[start Passage provided]
Parametrized search

Recently I wrote about some simple AI stuff that involved different kinds of search routines. There was breadth first, depth first, best first and a* search. All of them share some common features that allowed me to write just a single routine and then tune it according to specifc search strategy I wanted to use. This blog post will show how that was done. While pretty basic concept, I found it interesting how different kinds of search strategies actually shared quite a bit between each other.

The interface I wanted to have is really simple:

(fn [state] 
   "solve state"
   ...)

solver is just a function that accepts single parameter describing a state that needs to be solved. All configuration has been done prior this point in a factory function that created our solver in the first place.

Breadth first and depth first searches are almost identical. They differ just on regards how the next node to be solved is chosen. Breadth first takes its time and proceeds through the search tree one layer at a time. It should find the optimal solution, although it might take a while to find it. Depth first search on the other hand picks one branch and goes as deep as possible before backtracking. It usually will find solution faster than breadth first, but it often isn’t optimal.

Both of these search strategies need same parameters: goal?, operators and identical?. goal? recognizes when problem has been solved, operators give list of possible operations for given state and identical? is used to prune loops from search tree.

Best first solver is just a little bit more complicated case. It requires all the same parameters as the previous ones and then one more distance. This parameter will calculate an estimate how far any given state is from a goal. Thus, if it’s not possible to estimate the distance, this search strategy can’t be used. Search strategy will always continue the branch that so far is closest to the goal. It will not re-evaluate the choice, unless the followed branch terminates before goal state has been reached. In a sense, it always picks the node that is closest to the goal, without any regard on the distance it had to travel to reach that node.

a* is the last and most complex of the searches stilpo supports. It is similar to best first solver as it estimates distance to goal. But in addition to that, a* also keeps track of how long any of the branches has been so far. Therefore it’s able to follow the branch that looks like it would have the shortest path to the goal.
[end Passage provided]
→ **Stated task A**: In the passage on parametrized search, what additional parameter does the best first solver need beyond goal?, operators and identical?
→ **Stated task B**: From the passage on parametrized search, reproduce the part that opens with the words containing "The interface I" and closes with "often isn’t optimal.".
The rows have no connection to the passage on parametrized search.
[start Information shown]
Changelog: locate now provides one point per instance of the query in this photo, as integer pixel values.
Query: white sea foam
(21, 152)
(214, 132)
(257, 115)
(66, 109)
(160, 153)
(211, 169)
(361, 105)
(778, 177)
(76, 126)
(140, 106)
[end Information shown]
→ **Right answer A**: It needs distance, which estimates how far a given state is from a goal.

→ **Right answer B**:
The interface I wanted to have is really simple:

(fn [state] 
   "solve state"
   ...)

solver is just a function that accepts single parameter describing a state that needs to be solved. All configuration has been done prior this point in a factory function that created our solver in the first place.

Breadth first and depth first searches are almost identical. They differ just on regards how the next node to be solved is chosen. Breadth first takes its time and proceeds through the search tree one layer at a time. It should find the optimal solution, although it might take a while to find it. Depth first search on the other hand picks one branch and goes as deep as possible before backtracking. It usually will find solution faster than breadth first, but it often isn’t optimal.